PROBLEM REQUIREMENTS: What is needed is an exact repetition of the lines below, from the first one through the one holding "# We need to find every black rubber", with no pictures and nothing else.

(Collected data)
━━━━━━

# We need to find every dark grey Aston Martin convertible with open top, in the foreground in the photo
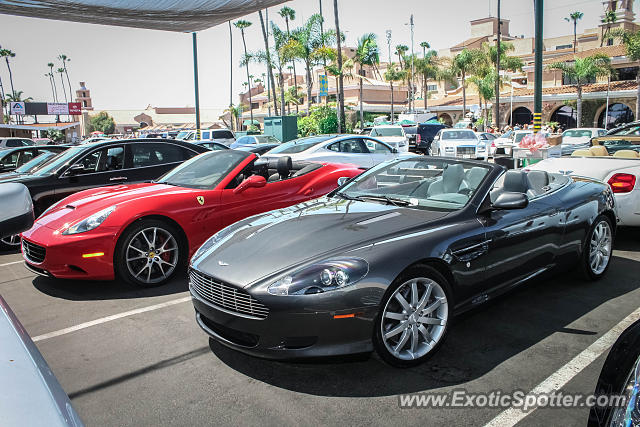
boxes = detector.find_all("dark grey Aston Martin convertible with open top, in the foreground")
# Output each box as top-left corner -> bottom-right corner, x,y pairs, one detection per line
189,157 -> 617,366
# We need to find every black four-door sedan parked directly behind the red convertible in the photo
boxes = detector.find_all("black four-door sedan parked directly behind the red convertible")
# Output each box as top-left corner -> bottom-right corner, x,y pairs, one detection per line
0,139 -> 208,251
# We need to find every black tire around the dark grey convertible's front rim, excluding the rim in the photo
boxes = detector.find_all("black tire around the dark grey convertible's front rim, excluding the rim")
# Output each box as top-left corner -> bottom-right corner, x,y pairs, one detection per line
373,265 -> 453,368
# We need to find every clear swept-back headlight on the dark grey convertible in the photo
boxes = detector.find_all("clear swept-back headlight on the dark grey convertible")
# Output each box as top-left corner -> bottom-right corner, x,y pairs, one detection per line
268,258 -> 369,295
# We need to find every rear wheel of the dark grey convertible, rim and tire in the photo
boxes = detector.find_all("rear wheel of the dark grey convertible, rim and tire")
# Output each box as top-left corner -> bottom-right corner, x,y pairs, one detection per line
583,216 -> 613,280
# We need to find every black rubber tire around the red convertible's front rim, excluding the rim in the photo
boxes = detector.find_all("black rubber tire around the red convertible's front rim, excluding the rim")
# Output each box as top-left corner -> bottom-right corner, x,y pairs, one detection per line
113,219 -> 187,287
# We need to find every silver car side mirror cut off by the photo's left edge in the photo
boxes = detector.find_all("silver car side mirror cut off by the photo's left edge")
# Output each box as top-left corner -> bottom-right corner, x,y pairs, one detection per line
0,183 -> 35,238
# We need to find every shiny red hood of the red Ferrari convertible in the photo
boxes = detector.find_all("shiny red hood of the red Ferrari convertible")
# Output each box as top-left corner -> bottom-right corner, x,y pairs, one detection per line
36,183 -> 193,229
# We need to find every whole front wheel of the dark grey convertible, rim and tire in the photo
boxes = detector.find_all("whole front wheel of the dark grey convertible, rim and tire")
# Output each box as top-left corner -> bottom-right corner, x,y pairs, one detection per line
373,266 -> 452,368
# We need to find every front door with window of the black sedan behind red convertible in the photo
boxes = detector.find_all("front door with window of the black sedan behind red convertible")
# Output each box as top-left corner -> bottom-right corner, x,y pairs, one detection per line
54,144 -> 126,200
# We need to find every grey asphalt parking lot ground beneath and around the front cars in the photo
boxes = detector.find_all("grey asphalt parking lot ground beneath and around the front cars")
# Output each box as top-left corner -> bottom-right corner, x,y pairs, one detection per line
0,229 -> 640,426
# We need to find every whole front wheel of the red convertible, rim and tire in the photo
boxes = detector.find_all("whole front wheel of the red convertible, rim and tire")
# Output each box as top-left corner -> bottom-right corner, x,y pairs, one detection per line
115,220 -> 186,287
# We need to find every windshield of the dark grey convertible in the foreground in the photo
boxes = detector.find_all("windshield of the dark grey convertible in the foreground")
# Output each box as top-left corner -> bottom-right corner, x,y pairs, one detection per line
337,158 -> 491,211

━━━━━━

ANSWER SECTION:
# We need to find every dark grey Aston Martin convertible with open top, in the foreground in the photo
boxes = detector.find_all("dark grey Aston Martin convertible with open top, in the foreground")
# Output each box as top-left corner -> bottom-right corner, x,y pairs, one detection per line
189,157 -> 617,366
# We need to find every black four-door sedan parked directly behind the red convertible in the photo
boxes = detector.find_all("black four-door sedan parked directly behind the red convertible")
# Output each box as top-left corner -> bottom-right corner, x,y pairs, one detection per line
0,139 -> 208,251
# We need to find every black tire around the dark grey convertible's front rim, excluding the rim in the photo
boxes = detector.find_all("black tire around the dark grey convertible's front rim, excluding the rim")
# Output each box as top-left corner -> bottom-right corner, x,y pairs, one detection per line
373,265 -> 453,368
# We need to find every clear swept-back headlight on the dark grey convertible in the photo
boxes = detector.find_all("clear swept-back headlight on the dark grey convertible")
# Output each box as top-left corner -> bottom-right corner, x,y pairs, one detection per line
268,258 -> 369,295
# We need to find every rear wheel of the dark grey convertible, rim and tire in the photo
boxes = detector.find_all("rear wheel of the dark grey convertible, rim and tire")
# Output each box as top-left corner -> bottom-right corner, x,y pairs, one detection per line
583,216 -> 613,280
# We need to find every black rubber tire around the red convertible's front rim, excluding the rim in the photo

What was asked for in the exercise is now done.